[Exercise goal]: Which lines in the data below contain the word "forest"? Extract each of those lines.

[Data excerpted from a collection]
-----

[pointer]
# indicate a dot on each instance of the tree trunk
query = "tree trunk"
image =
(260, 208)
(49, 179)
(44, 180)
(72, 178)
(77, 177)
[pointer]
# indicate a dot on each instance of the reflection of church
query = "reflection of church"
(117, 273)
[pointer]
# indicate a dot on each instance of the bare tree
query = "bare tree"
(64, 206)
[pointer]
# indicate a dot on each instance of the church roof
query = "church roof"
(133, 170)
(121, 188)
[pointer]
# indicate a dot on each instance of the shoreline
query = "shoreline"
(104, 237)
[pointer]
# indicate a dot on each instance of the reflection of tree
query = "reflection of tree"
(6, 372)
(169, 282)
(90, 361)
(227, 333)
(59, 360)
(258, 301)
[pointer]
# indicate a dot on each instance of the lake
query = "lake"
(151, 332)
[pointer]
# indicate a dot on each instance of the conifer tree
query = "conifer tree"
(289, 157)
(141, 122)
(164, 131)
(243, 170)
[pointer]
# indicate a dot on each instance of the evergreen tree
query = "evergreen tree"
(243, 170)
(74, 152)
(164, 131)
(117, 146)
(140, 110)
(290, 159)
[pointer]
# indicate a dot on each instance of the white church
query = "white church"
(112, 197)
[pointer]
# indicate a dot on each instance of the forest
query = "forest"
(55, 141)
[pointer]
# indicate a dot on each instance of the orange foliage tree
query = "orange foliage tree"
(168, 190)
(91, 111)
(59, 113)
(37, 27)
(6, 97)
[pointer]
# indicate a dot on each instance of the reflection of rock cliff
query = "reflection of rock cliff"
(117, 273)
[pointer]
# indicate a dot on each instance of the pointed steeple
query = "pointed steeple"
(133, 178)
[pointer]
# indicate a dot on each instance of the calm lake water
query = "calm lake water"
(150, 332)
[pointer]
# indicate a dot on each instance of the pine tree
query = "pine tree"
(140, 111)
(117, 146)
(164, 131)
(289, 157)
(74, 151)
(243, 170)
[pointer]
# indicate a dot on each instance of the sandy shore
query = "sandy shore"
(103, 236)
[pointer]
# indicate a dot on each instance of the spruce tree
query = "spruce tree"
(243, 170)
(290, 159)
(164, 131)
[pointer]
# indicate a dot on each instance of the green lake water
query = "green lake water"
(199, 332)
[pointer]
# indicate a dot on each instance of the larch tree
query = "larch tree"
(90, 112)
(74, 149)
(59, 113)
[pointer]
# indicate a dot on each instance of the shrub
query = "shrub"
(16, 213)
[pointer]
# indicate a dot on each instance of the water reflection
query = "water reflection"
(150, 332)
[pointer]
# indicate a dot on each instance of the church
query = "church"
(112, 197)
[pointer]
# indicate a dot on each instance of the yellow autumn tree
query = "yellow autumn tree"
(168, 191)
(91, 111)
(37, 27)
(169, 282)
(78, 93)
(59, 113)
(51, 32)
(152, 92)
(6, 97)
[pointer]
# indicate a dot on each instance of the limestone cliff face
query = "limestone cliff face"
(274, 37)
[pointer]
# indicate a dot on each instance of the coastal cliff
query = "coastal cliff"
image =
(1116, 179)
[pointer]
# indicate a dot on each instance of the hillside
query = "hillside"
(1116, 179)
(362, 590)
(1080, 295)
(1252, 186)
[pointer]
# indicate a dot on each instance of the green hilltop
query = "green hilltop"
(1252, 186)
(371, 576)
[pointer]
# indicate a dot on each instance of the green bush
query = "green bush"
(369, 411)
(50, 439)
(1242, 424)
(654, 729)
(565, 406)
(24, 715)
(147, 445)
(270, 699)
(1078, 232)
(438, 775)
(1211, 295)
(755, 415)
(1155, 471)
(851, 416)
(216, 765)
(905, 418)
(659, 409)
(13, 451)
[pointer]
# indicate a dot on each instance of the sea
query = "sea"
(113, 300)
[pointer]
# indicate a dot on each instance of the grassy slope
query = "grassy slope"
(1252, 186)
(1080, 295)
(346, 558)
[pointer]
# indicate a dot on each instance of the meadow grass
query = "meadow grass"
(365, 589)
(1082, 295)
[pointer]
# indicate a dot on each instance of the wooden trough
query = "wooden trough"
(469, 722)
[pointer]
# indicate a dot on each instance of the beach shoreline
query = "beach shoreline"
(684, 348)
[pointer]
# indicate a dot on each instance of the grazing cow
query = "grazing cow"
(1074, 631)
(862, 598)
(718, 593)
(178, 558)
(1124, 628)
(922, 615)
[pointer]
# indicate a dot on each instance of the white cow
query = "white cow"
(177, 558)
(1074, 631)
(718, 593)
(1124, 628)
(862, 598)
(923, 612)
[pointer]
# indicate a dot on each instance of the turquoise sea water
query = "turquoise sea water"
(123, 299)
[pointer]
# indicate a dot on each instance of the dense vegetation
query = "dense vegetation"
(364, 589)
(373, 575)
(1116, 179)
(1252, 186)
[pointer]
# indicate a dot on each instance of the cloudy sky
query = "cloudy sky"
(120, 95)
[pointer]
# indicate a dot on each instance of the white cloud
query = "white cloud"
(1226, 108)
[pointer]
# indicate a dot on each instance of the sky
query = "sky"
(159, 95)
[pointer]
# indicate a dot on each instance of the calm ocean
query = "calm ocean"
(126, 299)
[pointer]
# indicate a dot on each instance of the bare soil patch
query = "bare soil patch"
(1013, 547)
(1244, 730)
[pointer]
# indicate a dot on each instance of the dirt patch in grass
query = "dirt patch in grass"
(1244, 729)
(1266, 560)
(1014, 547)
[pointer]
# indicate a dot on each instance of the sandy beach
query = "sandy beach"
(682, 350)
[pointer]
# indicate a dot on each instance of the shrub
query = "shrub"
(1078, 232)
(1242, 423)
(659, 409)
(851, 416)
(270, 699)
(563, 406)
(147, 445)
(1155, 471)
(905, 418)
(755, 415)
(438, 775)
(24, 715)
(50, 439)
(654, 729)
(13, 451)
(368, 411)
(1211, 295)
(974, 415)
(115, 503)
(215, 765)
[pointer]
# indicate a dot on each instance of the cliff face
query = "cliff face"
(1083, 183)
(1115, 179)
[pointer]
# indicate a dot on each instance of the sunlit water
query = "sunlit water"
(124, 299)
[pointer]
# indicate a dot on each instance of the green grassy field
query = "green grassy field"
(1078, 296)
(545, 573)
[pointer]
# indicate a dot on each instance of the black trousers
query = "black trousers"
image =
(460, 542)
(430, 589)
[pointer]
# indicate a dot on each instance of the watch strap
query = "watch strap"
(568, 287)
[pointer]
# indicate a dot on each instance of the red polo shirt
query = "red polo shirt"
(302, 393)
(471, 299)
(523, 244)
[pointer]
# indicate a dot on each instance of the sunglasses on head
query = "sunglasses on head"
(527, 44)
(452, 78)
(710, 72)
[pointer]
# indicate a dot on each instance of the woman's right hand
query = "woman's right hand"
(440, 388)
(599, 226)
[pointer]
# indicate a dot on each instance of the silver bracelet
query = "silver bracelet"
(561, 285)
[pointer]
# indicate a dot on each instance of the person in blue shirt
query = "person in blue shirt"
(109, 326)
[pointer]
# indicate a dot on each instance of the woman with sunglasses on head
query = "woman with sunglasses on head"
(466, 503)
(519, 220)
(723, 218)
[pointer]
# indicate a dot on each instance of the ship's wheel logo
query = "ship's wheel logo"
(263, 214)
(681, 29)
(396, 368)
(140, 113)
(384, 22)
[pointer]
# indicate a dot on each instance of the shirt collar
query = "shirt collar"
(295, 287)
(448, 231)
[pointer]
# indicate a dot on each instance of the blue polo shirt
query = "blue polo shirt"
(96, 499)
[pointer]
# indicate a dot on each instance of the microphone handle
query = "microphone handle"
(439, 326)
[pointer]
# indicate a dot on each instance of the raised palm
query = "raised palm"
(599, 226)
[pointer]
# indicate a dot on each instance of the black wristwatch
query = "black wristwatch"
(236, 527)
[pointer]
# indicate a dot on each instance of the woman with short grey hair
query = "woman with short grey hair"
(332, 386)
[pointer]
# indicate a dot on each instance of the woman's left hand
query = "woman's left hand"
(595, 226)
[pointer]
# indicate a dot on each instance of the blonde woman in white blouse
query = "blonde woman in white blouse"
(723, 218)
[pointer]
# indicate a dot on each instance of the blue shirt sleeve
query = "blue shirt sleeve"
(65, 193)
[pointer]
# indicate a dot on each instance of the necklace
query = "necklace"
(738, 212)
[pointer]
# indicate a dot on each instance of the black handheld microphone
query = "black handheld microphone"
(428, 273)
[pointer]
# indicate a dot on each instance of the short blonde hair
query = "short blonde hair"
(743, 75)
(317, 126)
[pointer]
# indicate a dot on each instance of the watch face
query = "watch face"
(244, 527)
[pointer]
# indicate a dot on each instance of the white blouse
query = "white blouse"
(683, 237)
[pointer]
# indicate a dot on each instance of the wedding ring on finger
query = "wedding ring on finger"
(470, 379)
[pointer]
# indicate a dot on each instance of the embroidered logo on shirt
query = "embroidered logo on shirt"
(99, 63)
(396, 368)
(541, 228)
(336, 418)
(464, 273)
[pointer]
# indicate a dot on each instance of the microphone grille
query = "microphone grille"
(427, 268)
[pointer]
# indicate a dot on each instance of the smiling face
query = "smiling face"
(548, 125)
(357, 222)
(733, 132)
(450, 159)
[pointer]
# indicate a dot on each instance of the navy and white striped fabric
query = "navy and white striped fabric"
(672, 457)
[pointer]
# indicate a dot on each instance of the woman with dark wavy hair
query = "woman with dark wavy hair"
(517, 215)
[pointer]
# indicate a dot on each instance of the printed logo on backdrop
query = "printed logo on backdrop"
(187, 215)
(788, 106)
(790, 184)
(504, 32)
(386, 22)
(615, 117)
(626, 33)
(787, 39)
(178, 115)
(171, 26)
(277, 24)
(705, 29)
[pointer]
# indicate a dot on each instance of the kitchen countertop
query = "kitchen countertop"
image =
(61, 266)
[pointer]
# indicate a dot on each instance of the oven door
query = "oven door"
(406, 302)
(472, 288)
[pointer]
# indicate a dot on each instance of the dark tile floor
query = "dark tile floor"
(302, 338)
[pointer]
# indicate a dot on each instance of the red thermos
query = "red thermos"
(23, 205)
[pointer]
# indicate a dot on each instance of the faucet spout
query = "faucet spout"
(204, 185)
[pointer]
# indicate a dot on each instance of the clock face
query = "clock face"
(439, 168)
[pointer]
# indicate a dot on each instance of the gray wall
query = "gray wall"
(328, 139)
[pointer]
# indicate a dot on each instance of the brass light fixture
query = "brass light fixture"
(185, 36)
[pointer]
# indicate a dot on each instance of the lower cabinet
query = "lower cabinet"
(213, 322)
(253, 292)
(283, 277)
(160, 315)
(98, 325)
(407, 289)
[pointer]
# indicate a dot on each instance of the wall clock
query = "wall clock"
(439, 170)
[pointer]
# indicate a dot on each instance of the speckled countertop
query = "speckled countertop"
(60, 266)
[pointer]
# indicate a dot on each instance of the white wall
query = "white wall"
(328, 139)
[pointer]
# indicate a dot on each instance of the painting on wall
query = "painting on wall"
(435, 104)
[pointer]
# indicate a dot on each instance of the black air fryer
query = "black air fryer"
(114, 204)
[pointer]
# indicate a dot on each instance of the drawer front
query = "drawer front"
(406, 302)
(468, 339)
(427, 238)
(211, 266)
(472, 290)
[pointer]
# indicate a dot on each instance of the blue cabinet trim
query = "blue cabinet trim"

-----

[Worked answer]:
# indicate a dot on each instance of the forest
query = "forest"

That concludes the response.